Natural-language object grounding data
□ □ □ □

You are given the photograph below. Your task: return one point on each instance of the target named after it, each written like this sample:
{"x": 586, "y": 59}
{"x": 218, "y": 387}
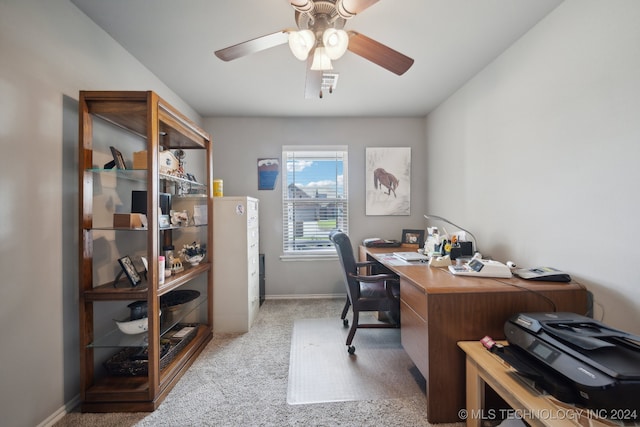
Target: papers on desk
{"x": 391, "y": 259}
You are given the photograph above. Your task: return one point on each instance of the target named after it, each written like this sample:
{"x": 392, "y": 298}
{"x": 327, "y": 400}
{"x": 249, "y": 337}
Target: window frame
{"x": 341, "y": 201}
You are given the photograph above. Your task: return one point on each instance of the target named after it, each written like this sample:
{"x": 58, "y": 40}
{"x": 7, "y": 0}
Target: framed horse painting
{"x": 388, "y": 180}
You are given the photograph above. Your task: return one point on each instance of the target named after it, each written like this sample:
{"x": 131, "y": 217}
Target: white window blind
{"x": 314, "y": 197}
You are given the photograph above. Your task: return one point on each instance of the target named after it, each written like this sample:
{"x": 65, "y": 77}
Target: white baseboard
{"x": 60, "y": 413}
{"x": 306, "y": 296}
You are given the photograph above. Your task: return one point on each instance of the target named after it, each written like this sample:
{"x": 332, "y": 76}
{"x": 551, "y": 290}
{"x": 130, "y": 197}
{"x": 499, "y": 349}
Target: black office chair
{"x": 377, "y": 292}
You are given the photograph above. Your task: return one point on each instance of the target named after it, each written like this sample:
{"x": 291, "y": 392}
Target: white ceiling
{"x": 450, "y": 41}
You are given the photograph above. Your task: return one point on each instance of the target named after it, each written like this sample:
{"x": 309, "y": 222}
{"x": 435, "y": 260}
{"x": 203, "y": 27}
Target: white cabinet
{"x": 236, "y": 296}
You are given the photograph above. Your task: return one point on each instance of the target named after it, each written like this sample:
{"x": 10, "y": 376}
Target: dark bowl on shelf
{"x": 167, "y": 301}
{"x": 179, "y": 297}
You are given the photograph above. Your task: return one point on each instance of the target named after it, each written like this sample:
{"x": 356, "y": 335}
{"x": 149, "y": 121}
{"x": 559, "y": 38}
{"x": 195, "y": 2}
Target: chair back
{"x": 345, "y": 252}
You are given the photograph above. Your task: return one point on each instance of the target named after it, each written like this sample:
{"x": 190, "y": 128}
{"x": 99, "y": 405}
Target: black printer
{"x": 577, "y": 359}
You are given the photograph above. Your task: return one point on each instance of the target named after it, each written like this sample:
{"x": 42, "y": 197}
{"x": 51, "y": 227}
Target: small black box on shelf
{"x": 139, "y": 202}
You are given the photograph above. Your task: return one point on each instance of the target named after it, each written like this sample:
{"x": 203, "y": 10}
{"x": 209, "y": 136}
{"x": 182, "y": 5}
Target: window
{"x": 314, "y": 198}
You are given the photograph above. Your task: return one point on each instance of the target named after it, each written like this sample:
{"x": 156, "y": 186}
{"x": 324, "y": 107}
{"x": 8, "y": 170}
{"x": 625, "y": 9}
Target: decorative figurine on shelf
{"x": 176, "y": 265}
{"x": 194, "y": 253}
{"x": 179, "y": 218}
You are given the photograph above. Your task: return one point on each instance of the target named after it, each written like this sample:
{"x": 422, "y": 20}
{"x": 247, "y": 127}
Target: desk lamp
{"x": 457, "y": 226}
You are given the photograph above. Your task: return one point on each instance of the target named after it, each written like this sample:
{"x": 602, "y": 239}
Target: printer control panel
{"x": 481, "y": 268}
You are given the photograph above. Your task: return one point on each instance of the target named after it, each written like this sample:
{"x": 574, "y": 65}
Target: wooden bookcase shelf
{"x": 152, "y": 126}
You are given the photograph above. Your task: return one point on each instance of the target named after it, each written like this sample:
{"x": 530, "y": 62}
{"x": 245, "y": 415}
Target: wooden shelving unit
{"x": 151, "y": 125}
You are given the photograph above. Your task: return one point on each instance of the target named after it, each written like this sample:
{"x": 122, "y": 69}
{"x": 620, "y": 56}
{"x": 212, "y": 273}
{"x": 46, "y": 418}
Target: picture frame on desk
{"x": 118, "y": 160}
{"x": 413, "y": 237}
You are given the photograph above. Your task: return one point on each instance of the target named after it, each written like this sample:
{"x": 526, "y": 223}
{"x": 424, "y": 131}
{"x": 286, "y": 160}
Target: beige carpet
{"x": 241, "y": 380}
{"x": 321, "y": 370}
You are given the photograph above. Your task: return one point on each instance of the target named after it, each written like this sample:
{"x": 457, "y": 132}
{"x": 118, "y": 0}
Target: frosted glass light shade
{"x": 335, "y": 42}
{"x": 321, "y": 60}
{"x": 301, "y": 42}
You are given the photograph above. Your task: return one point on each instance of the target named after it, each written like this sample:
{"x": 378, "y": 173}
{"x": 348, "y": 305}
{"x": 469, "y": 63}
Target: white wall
{"x": 49, "y": 51}
{"x": 541, "y": 150}
{"x": 239, "y": 142}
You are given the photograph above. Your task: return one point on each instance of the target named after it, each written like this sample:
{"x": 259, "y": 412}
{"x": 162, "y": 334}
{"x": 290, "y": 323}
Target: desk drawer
{"x": 414, "y": 298}
{"x": 414, "y": 338}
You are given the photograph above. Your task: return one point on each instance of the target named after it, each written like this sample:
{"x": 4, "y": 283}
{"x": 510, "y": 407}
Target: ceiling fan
{"x": 320, "y": 38}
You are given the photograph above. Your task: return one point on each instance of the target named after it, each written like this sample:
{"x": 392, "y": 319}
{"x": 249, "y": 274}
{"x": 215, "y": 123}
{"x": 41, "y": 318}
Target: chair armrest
{"x": 375, "y": 278}
{"x": 366, "y": 265}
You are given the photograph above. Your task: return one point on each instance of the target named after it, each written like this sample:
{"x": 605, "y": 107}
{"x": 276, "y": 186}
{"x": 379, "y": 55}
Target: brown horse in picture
{"x": 383, "y": 178}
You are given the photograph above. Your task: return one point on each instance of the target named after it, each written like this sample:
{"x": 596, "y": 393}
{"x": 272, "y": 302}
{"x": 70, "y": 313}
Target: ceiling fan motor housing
{"x": 324, "y": 15}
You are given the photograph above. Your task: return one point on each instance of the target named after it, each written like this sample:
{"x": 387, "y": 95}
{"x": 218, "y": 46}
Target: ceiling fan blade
{"x": 253, "y": 46}
{"x": 350, "y": 8}
{"x": 313, "y": 83}
{"x": 378, "y": 53}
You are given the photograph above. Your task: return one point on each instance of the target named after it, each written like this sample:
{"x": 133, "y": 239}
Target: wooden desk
{"x": 439, "y": 309}
{"x": 526, "y": 403}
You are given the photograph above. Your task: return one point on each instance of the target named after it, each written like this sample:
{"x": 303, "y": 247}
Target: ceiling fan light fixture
{"x": 303, "y": 6}
{"x": 335, "y": 42}
{"x": 301, "y": 42}
{"x": 321, "y": 60}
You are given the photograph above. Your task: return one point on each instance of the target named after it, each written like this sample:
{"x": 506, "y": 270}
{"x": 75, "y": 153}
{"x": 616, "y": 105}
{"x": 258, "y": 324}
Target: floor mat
{"x": 321, "y": 370}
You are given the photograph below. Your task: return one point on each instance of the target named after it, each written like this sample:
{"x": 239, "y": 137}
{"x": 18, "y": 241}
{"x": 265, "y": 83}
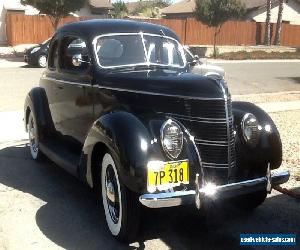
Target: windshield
{"x": 119, "y": 50}
{"x": 46, "y": 41}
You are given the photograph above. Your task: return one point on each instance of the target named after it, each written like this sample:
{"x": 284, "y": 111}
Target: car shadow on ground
{"x": 72, "y": 219}
{"x": 293, "y": 79}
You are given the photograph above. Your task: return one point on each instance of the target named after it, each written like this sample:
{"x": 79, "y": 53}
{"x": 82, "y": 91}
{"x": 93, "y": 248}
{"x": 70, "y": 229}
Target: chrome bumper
{"x": 179, "y": 198}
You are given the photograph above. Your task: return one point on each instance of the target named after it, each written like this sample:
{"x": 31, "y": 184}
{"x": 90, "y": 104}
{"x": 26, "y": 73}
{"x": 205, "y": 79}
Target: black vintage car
{"x": 125, "y": 115}
{"x": 37, "y": 55}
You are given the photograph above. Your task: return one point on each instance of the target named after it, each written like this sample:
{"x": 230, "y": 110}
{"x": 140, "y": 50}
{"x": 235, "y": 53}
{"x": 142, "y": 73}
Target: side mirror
{"x": 195, "y": 61}
{"x": 77, "y": 60}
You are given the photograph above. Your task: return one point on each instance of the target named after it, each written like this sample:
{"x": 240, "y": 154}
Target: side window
{"x": 53, "y": 56}
{"x": 74, "y": 46}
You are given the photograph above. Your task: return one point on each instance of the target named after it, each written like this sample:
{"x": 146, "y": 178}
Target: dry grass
{"x": 244, "y": 55}
{"x": 289, "y": 126}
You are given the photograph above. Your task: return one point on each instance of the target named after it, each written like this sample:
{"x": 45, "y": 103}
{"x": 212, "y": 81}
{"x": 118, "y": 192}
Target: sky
{"x": 172, "y": 1}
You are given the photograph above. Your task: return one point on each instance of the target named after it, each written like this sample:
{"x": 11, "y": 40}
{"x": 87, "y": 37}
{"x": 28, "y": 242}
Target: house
{"x": 256, "y": 10}
{"x": 91, "y": 9}
{"x": 12, "y": 6}
{"x": 95, "y": 9}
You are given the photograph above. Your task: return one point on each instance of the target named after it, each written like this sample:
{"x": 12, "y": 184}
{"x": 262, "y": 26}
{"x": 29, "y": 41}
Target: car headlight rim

□ □ □ □

§ **PROMPT**: Start at the line containing "Target: house" and transcribe through the end of the entries. Please keep both ends and add nothing.

§ **RESPONSE TO THIS TASK**:
Target: house
{"x": 256, "y": 10}
{"x": 91, "y": 9}
{"x": 12, "y": 6}
{"x": 95, "y": 9}
You are given the photograph above. Your task: return one point on each instance of the target named after it, each written like this sample:
{"x": 12, "y": 184}
{"x": 262, "y": 26}
{"x": 29, "y": 41}
Target: car headlight rim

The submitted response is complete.